▶ **Work instruction**: Only the pictures should be dropped; copy the rest of the entries exactly.

[Records from a dataset]

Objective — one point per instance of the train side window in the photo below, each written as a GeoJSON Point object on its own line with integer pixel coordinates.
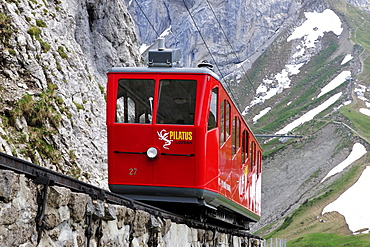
{"type": "Point", "coordinates": [236, 135]}
{"type": "Point", "coordinates": [176, 102]}
{"type": "Point", "coordinates": [212, 117]}
{"type": "Point", "coordinates": [134, 101]}
{"type": "Point", "coordinates": [259, 162]}
{"type": "Point", "coordinates": [227, 120]}
{"type": "Point", "coordinates": [222, 123]}
{"type": "Point", "coordinates": [237, 141]}
{"type": "Point", "coordinates": [253, 155]}
{"type": "Point", "coordinates": [245, 142]}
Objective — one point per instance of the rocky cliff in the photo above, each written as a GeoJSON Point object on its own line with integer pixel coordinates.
{"type": "Point", "coordinates": [248, 26]}
{"type": "Point", "coordinates": [54, 56]}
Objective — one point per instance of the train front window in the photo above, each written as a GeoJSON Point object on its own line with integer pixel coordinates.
{"type": "Point", "coordinates": [176, 102]}
{"type": "Point", "coordinates": [135, 101]}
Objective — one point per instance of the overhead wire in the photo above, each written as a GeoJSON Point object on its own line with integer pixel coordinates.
{"type": "Point", "coordinates": [229, 43]}
{"type": "Point", "coordinates": [209, 51]}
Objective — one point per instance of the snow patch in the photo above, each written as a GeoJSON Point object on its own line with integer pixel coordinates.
{"type": "Point", "coordinates": [354, 204]}
{"type": "Point", "coordinates": [316, 25]}
{"type": "Point", "coordinates": [309, 115]}
{"type": "Point", "coordinates": [346, 59]}
{"type": "Point", "coordinates": [336, 82]}
{"type": "Point", "coordinates": [365, 111]}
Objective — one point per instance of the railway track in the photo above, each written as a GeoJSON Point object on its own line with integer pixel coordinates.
{"type": "Point", "coordinates": [46, 177]}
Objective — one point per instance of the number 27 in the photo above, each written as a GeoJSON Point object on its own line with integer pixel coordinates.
{"type": "Point", "coordinates": [132, 171]}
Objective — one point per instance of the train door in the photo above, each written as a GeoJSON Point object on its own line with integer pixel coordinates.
{"type": "Point", "coordinates": [212, 142]}
{"type": "Point", "coordinates": [174, 130]}
{"type": "Point", "coordinates": [225, 148]}
{"type": "Point", "coordinates": [133, 115]}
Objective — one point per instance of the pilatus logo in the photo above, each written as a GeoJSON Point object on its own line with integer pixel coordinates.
{"type": "Point", "coordinates": [163, 136]}
{"type": "Point", "coordinates": [180, 137]}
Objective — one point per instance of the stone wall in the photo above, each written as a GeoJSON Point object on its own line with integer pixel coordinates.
{"type": "Point", "coordinates": [67, 216]}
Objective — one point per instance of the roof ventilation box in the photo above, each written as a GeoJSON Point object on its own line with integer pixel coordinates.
{"type": "Point", "coordinates": [164, 57]}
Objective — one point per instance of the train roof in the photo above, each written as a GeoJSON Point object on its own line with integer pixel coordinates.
{"type": "Point", "coordinates": [164, 70]}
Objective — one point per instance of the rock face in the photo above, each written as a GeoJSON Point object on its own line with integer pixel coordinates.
{"type": "Point", "coordinates": [247, 26]}
{"type": "Point", "coordinates": [53, 58]}
{"type": "Point", "coordinates": [73, 219]}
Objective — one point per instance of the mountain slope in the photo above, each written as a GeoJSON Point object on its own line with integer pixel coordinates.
{"type": "Point", "coordinates": [293, 171]}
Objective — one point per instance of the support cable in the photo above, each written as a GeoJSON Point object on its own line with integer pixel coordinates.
{"type": "Point", "coordinates": [146, 17]}
{"type": "Point", "coordinates": [209, 51]}
{"type": "Point", "coordinates": [229, 43]}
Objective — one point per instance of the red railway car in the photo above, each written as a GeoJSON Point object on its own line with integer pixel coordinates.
{"type": "Point", "coordinates": [175, 136]}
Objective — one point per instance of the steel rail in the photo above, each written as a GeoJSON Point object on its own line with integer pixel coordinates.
{"type": "Point", "coordinates": [42, 175]}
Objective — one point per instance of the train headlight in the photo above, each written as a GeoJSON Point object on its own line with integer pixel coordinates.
{"type": "Point", "coordinates": [152, 153]}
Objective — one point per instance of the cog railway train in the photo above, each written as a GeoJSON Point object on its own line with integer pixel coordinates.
{"type": "Point", "coordinates": [177, 140]}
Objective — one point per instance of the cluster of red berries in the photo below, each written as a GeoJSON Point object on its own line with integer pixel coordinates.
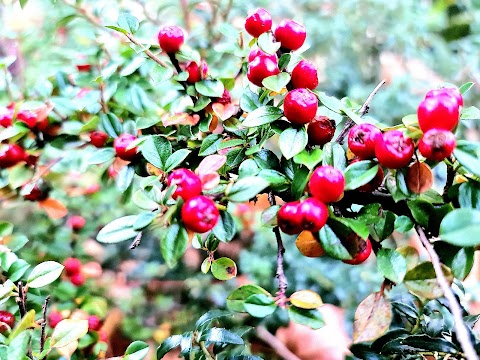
{"type": "Point", "coordinates": [73, 269]}
{"type": "Point", "coordinates": [199, 213]}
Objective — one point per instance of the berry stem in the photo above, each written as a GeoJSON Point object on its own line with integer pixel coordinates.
{"type": "Point", "coordinates": [363, 110]}
{"type": "Point", "coordinates": [280, 274]}
{"type": "Point", "coordinates": [460, 328]}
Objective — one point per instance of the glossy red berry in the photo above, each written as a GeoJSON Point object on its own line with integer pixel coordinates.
{"type": "Point", "coordinates": [11, 154]}
{"type": "Point", "coordinates": [394, 150]}
{"type": "Point", "coordinates": [200, 214]}
{"type": "Point", "coordinates": [121, 145]}
{"type": "Point", "coordinates": [72, 266]}
{"type": "Point", "coordinates": [448, 91]}
{"type": "Point", "coordinates": [327, 184]}
{"type": "Point", "coordinates": [362, 139]}
{"type": "Point", "coordinates": [437, 144]}
{"type": "Point", "coordinates": [94, 323]}
{"type": "Point", "coordinates": [258, 22]}
{"type": "Point", "coordinates": [54, 318]}
{"type": "Point", "coordinates": [321, 130]}
{"type": "Point", "coordinates": [441, 112]}
{"type": "Point", "coordinates": [170, 39]}
{"type": "Point", "coordinates": [196, 72]}
{"type": "Point", "coordinates": [7, 318]}
{"type": "Point", "coordinates": [314, 214]}
{"type": "Point", "coordinates": [300, 106]}
{"type": "Point", "coordinates": [364, 249]}
{"type": "Point", "coordinates": [76, 222]}
{"type": "Point", "coordinates": [260, 68]}
{"type": "Point", "coordinates": [98, 139]}
{"type": "Point", "coordinates": [304, 75]}
{"type": "Point", "coordinates": [188, 183]}
{"type": "Point", "coordinates": [290, 34]}
{"type": "Point", "coordinates": [289, 219]}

▶ **Problem solution**:
Objective — one point per instance of the train side window in the photo below, each written as a GeoJSON Point object on its own line with integer pixel coordinates.
{"type": "Point", "coordinates": [236, 135]}
{"type": "Point", "coordinates": [176, 102]}
{"type": "Point", "coordinates": [212, 117]}
{"type": "Point", "coordinates": [134, 101]}
{"type": "Point", "coordinates": [259, 162]}
{"type": "Point", "coordinates": [227, 120]}
{"type": "Point", "coordinates": [222, 123]}
{"type": "Point", "coordinates": [237, 141]}
{"type": "Point", "coordinates": [253, 155]}
{"type": "Point", "coordinates": [245, 142]}
Objective — one point per instance of the rocky cliff in the photo above, each written as a GeoJSON Point object on its own line with integer pixel coordinates.
{"type": "Point", "coordinates": [248, 26]}
{"type": "Point", "coordinates": [54, 56]}
Objective — one point per instance of the train front window in the photo above, each written as a GeoJSON Point object on its own line with integer pixel coordinates.
{"type": "Point", "coordinates": [176, 102]}
{"type": "Point", "coordinates": [135, 101]}
Objective — one point per instance of the overhead wire in the photo above, each written as a GeoJSON Point object on its own line with integer pixel coordinates.
{"type": "Point", "coordinates": [229, 43]}
{"type": "Point", "coordinates": [209, 51]}
Objective — one point per instance of the snow patch in the photo above, each written as a GeoJSON Point object on its own line with integer pixel coordinates.
{"type": "Point", "coordinates": [354, 204]}
{"type": "Point", "coordinates": [316, 25]}
{"type": "Point", "coordinates": [309, 115]}
{"type": "Point", "coordinates": [346, 59]}
{"type": "Point", "coordinates": [336, 82]}
{"type": "Point", "coordinates": [365, 111]}
Objective — one point per instance of the railway track in the photo above, each written as a GeoJSON Point object on its own line with integer pixel coordinates.
{"type": "Point", "coordinates": [46, 177]}
Objective — one point per instance of the number 27 in the photo above, each written as a GeoJSON Point object on its own line with integer pixel coordinates.
{"type": "Point", "coordinates": [132, 171]}
Objective — one point per instance of the train door in the photo above, each written as a GeoJSON Point object on its own line with integer pixel coordinates.
{"type": "Point", "coordinates": [212, 142]}
{"type": "Point", "coordinates": [174, 130]}
{"type": "Point", "coordinates": [225, 148]}
{"type": "Point", "coordinates": [133, 115]}
Objective — one point per instance of the pilatus logo in the photo above, each written as a GeoJSON Point object on its own line with integer pixel coordinates.
{"type": "Point", "coordinates": [163, 136]}
{"type": "Point", "coordinates": [180, 137]}
Objective — one point per instance of the stone wall in the photo above, each written as a GeoJSON Point object on its own line with integer pixel coordinates.
{"type": "Point", "coordinates": [67, 216]}
Objective — one point per instance of the roof ventilation box in the photo above, each written as a GeoJSON Point object on its own line with integer pixel coordinates.
{"type": "Point", "coordinates": [164, 57]}
Objective — one point per instance of the train roof in the photo above, each written as a GeoJSON Point object on its own line with integer pixel coordinates.
{"type": "Point", "coordinates": [164, 70]}
Objective — one point per instance of the rock face in the photo above, each written as a GeoJSON Point object on its own line with integer pixel coordinates.
{"type": "Point", "coordinates": [247, 26]}
{"type": "Point", "coordinates": [53, 58]}
{"type": "Point", "coordinates": [73, 219]}
Objective — one point per instance of the mountain slope in the photo above, each written as a GeoJSON Point object on its own line with integer pixel coordinates.
{"type": "Point", "coordinates": [293, 171]}
Objective — one point per instance of the support cable in the photo above, each written as a GeoJSON Point object on its own line with integer pixel coordinates.
{"type": "Point", "coordinates": [146, 17]}
{"type": "Point", "coordinates": [209, 51]}
{"type": "Point", "coordinates": [229, 43]}
Objective — one point per instance of the red railway car in the photo above, each written as a GeoJSON Point object on its own line with integer pixel coordinates.
{"type": "Point", "coordinates": [175, 136]}
Objective — one point per instance of the steel rail in the photo above, each written as a GeoJSON Point object on its own line with integer pixel coordinates.
{"type": "Point", "coordinates": [42, 175]}
Objective — one point per instance of the train headlight in the photo above, each written as a GeoJSON Point object on its own line with integer pixel coordinates.
{"type": "Point", "coordinates": [152, 153]}
Objective — one point per instance of the cog railway train in the photo above, each written as a GeoJSON Point object on its own line with integer pixel coordinates.
{"type": "Point", "coordinates": [177, 140]}
Objective — one point per instance of the cluster of red berries in the photo below, each written as a GeoJSON Point object on its own line with integer pixel coordinates.
{"type": "Point", "coordinates": [73, 269]}
{"type": "Point", "coordinates": [199, 213]}
Objective — one point per instance of the berry stem in the photo above, each written as a GeoJSON Point object on its own line with integer pixel coordinates.
{"type": "Point", "coordinates": [363, 110]}
{"type": "Point", "coordinates": [280, 274]}
{"type": "Point", "coordinates": [460, 328]}
Objective — one point per instance of the glossy red berry in the photo above, each written as a GeoJSON Point object on its own line with integer pixel coordinates.
{"type": "Point", "coordinates": [11, 154]}
{"type": "Point", "coordinates": [394, 150]}
{"type": "Point", "coordinates": [200, 214]}
{"type": "Point", "coordinates": [121, 145]}
{"type": "Point", "coordinates": [72, 266]}
{"type": "Point", "coordinates": [448, 91]}
{"type": "Point", "coordinates": [327, 184]}
{"type": "Point", "coordinates": [362, 139]}
{"type": "Point", "coordinates": [437, 144]}
{"type": "Point", "coordinates": [94, 323]}
{"type": "Point", "coordinates": [258, 22]}
{"type": "Point", "coordinates": [54, 318]}
{"type": "Point", "coordinates": [321, 130]}
{"type": "Point", "coordinates": [441, 112]}
{"type": "Point", "coordinates": [170, 39]}
{"type": "Point", "coordinates": [196, 72]}
{"type": "Point", "coordinates": [7, 318]}
{"type": "Point", "coordinates": [314, 214]}
{"type": "Point", "coordinates": [300, 106]}
{"type": "Point", "coordinates": [364, 249]}
{"type": "Point", "coordinates": [76, 222]}
{"type": "Point", "coordinates": [260, 68]}
{"type": "Point", "coordinates": [98, 139]}
{"type": "Point", "coordinates": [304, 75]}
{"type": "Point", "coordinates": [188, 183]}
{"type": "Point", "coordinates": [290, 34]}
{"type": "Point", "coordinates": [289, 219]}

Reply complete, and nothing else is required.